* **任务要求**
能否从含有“task | indicate the beach”的那一行开始，到记录末尾为止，把这些行连同其中的请求重写一遍，并把答案中每个坐标点的每个数值都加上150？请求和示例坐标保持原样，图片不要放进答案。

* **给定记录**
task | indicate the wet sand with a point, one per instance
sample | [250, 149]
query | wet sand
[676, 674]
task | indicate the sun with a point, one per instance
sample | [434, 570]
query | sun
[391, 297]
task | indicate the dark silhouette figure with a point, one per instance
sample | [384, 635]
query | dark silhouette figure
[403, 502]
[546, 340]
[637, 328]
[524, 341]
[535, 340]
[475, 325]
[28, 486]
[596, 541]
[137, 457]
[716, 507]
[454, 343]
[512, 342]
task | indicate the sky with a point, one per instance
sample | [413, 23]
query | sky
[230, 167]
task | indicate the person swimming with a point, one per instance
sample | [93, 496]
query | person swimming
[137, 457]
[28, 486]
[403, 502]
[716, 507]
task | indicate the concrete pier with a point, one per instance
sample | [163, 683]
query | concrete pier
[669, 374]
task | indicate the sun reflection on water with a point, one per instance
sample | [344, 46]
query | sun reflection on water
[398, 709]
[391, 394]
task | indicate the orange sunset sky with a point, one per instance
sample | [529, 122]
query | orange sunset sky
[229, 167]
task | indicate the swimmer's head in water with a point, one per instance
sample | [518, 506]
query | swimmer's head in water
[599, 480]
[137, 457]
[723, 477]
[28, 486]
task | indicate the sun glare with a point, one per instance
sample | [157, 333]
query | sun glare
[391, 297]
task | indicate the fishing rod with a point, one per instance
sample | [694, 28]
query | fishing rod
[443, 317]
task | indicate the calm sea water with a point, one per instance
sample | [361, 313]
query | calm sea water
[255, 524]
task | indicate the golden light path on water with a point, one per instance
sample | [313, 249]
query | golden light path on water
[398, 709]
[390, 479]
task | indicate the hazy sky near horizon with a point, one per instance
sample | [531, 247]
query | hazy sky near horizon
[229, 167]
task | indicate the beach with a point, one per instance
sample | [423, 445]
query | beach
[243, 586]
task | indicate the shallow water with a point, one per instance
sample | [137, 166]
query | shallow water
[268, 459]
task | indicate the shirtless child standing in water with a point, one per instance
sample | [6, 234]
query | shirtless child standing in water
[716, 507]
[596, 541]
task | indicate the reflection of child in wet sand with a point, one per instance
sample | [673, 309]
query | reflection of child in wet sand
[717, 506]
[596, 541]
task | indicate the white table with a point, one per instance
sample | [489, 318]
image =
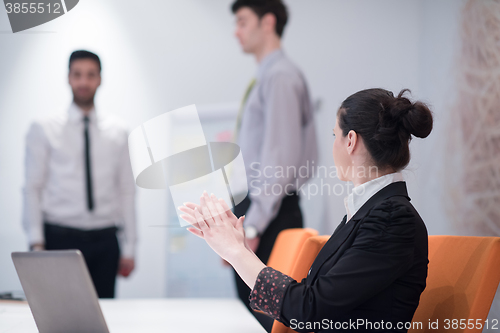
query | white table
[151, 315]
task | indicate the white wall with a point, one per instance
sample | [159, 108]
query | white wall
[160, 55]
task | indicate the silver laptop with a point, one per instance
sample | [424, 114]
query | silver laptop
[60, 292]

* **任务解答**
task | indicate the beach with a point, one per instance
sample | [423, 445]
query | beach
[393, 736]
task | indicate the shallow water with a point, one per instance
sample | [137, 166]
query | shallow water
[418, 609]
task | indicate the shirtless child standing in water with a point, one per instance
sample | [6, 234]
query | shirtless child standing in water
[866, 657]
[746, 691]
task | indicate the reflection of child in wet sand with a point, one per instance
sample | [673, 309]
query | reflection of child in wet sand
[867, 656]
[746, 691]
task | indicate the white table with a point, one per instance
sample | [489, 318]
image =
query | white table
[301, 465]
task | indicate the white wall with a point, one per instance
sample | [159, 108]
query | white wall
[310, 205]
task | indicate the silver laptop with a point, one per instance
sample | [424, 114]
query | silver laptop
[210, 442]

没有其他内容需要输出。